*** Opening DOCUMENT SECTION ***

3 AUG 2020
The significance of climate change related policies to ‘build back better’ from the COVID-19 crisis was highlighted in London Climate Action Week, a series of digital events that I attended in July.
Comments from two leading Economists in the debate, Joseph Stiglitz and Nicholas Stern, emphasised that government policy packages need to timely, labour intensive and impactful.
Arguably, green policy packages could satisfy all of these conditions. One such measure is improving the energy efficiency of buildings; this is considered to be essential and something that could be rapidly deployed. For the UK specifically, reaching the (legally binding) net zero target by 2050 means that the majority of the country’s housing stock will have be retrofitted, echoing a crucial argument noted in a RICS policy position paper published earlier this year.
A report by the Energy Efficiency Infrastructure Group suggests that decarbonising the UK’s housing stock will create around 100,000 jobs annually over the next decade. A valuable insight to consider as policymakers grapple with soaring unemployment numbers.
Recent announcements by the government to commit £3 billion to retrofitting both public and private owned properties would be welcome though the discussion highlighted that any such policy cannot be successful without greater investment in skills and training.
Accelerating capital flows towards retrofitting and financing net-zero carbon and carbon-resilient buildings is also crucial. This is something that the Coalition for the Energy Efficiency of Buildings (CEEB), for which RICS is a founding member, aims to tackle.
Commentators also reiterated the importance of further investment in research and development and digital infrastructure in driving clean innovation. Even if targeted at specific sectors, any advances could generate network effects and positive spillovers into other areas of the economy. But in the real world, the scale of the investment and finance will have to be huge, a particular challenge in an era where government balance sheets are already tremendously stretched. That said, it was noted that judging by the fiscal response to the COVID-19 crisis, this may not as much of a problem for advanced economies than it is for emerging and developing countries. The solution could be to grow multilateral development finance institutions.

*** Closing DOCUMENT SECTION ***

EXERCISE 1
Answer these questions about the piece on a green recovery from COVID-19:
(a) How many jobs a year does the Energy Efficiency Infrastructure Group report say decarbonising the UK's housing stock will create?
(b) How much money has the government committed to retrofitting public and private properties?
(c) What solution is offered for financing the investment?
EXERCISE 2
Carry on the piece on a green recovery from COVID-19, starting after its final sentence.
The entries after this point are not needed.

*** Opening MATERIAL PROVIDED ***

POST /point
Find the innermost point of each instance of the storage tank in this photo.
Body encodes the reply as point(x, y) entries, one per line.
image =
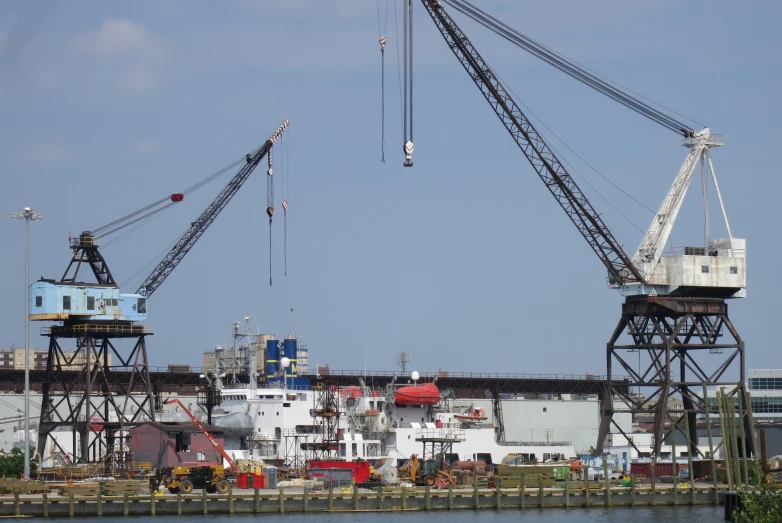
point(272, 359)
point(289, 350)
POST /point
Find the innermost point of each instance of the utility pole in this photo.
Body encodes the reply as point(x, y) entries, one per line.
point(27, 214)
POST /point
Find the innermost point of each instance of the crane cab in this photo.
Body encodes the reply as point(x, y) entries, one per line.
point(58, 301)
point(718, 271)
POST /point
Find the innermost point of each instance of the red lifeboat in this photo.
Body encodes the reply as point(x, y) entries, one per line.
point(425, 394)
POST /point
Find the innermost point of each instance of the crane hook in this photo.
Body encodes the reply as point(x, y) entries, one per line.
point(409, 147)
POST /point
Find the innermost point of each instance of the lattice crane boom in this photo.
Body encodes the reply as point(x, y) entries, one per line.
point(199, 226)
point(559, 182)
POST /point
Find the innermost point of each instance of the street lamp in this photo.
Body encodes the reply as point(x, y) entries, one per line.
point(27, 214)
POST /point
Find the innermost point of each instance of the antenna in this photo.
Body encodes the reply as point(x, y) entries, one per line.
point(291, 334)
point(402, 359)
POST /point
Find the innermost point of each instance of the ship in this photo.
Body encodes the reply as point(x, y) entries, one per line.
point(287, 423)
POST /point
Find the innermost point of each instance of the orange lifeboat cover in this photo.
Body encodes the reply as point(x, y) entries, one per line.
point(424, 394)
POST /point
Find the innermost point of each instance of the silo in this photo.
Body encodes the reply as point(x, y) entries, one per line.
point(289, 350)
point(272, 359)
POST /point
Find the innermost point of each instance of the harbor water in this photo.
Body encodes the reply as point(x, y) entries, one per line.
point(697, 514)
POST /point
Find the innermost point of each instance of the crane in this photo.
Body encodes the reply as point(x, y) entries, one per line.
point(70, 300)
point(97, 316)
point(219, 448)
point(674, 304)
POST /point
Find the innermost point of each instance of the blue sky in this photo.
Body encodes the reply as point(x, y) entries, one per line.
point(465, 260)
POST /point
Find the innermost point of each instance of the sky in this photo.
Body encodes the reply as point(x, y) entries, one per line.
point(464, 261)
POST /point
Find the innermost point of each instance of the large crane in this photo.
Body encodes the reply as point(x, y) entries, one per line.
point(98, 316)
point(103, 301)
point(674, 303)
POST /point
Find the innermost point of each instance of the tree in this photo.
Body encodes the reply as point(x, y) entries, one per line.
point(12, 465)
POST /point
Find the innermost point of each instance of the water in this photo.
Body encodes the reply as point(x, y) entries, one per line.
point(703, 514)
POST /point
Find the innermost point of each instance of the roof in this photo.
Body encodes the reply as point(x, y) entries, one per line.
point(178, 427)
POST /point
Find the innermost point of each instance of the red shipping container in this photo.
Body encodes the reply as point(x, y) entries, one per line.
point(241, 481)
point(660, 469)
point(360, 468)
point(259, 481)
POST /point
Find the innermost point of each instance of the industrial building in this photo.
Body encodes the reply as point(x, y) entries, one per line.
point(169, 444)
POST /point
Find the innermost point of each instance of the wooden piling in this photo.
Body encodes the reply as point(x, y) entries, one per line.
point(743, 446)
point(725, 438)
point(521, 492)
point(675, 467)
point(691, 475)
point(586, 486)
point(707, 412)
point(654, 480)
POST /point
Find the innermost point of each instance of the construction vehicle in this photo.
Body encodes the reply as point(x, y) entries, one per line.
point(188, 476)
point(426, 473)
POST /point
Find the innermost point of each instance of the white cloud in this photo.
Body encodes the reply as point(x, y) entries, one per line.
point(138, 80)
point(144, 147)
point(116, 36)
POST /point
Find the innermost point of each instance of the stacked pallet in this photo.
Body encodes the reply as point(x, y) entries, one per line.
point(120, 488)
point(12, 486)
point(80, 489)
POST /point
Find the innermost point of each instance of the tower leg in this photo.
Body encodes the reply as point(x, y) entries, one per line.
point(82, 390)
point(683, 343)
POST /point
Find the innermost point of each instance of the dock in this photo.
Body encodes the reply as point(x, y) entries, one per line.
point(383, 499)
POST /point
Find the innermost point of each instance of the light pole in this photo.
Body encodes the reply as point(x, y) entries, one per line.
point(27, 214)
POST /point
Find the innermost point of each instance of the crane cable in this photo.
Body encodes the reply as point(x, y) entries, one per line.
point(285, 163)
point(407, 27)
point(574, 69)
point(102, 232)
point(270, 207)
point(382, 41)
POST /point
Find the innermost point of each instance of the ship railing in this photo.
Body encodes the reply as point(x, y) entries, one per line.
point(448, 374)
point(536, 443)
point(451, 434)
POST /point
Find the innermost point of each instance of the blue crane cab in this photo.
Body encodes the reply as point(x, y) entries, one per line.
point(58, 301)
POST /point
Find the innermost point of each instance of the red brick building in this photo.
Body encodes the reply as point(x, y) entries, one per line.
point(168, 444)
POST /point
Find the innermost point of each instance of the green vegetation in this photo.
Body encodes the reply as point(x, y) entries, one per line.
point(12, 465)
point(760, 503)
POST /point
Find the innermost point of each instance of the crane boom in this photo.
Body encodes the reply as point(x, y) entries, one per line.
point(559, 182)
point(211, 439)
point(199, 226)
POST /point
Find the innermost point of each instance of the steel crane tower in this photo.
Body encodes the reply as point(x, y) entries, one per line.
point(99, 390)
point(675, 306)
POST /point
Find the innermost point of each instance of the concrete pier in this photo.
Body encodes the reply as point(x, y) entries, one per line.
point(297, 500)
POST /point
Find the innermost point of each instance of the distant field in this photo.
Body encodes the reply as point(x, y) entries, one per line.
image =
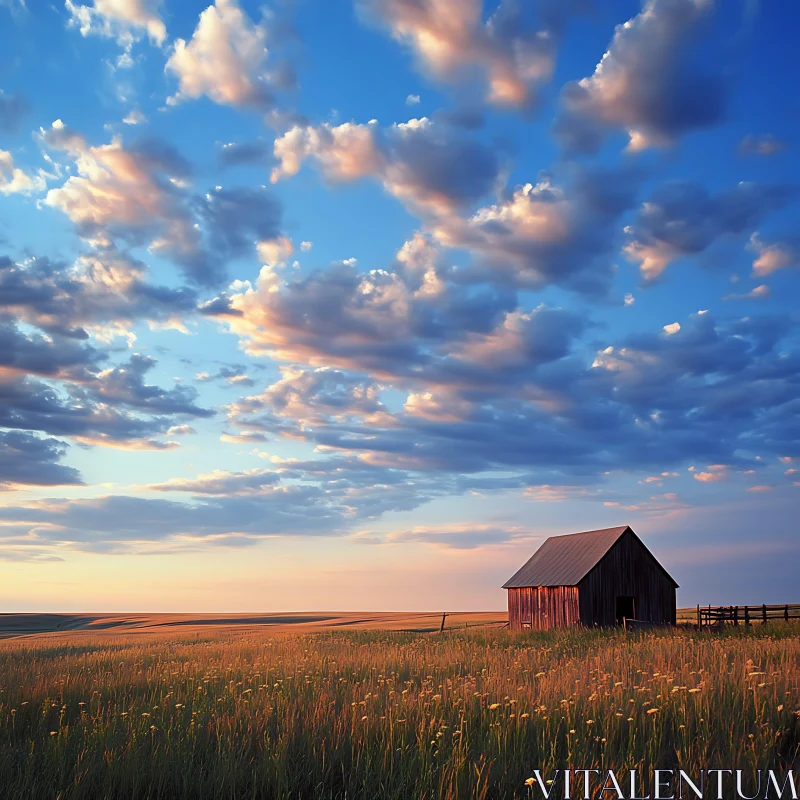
point(301, 622)
point(305, 622)
point(248, 710)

*** Closing MATERIAL PROVIDED ***

TASK RESPONSE 1
(a) Around 100,000 jobs annually over the next decade.
(b) £3 billion.
(c) Growing multilateral development finance institutions.

TASK RESPONSE 2
At the same time, the role of private investors its crucial. The popularity of sustainable investing is only likely to grow with a greater focus expected to be on clean energy. Panellists stressed that it is up to policymakers to clarify the direction of travel and provide clear signals to investors about where the returns are going to be. One recent example of this is the ECB’s announcement to use its asset purchase programme to acquire green bonds (the first major central bank to do so). It is likely that the Bank of England will follow suit. Furthermore, the EU Taxonomy and the forthcoming Climate Stress Tests by the Bank of England should help to provide more guidance.
Perhaps the greater challenge for policymakers however is managing the distributional effects of the transition to a low carbon future. The discussion highlighted that COVID-19 has had a disproportionate on society across the globe, so would Climate Change. Taking this into account, the government’s policy of “levelling up” UK regions may prove to be critical.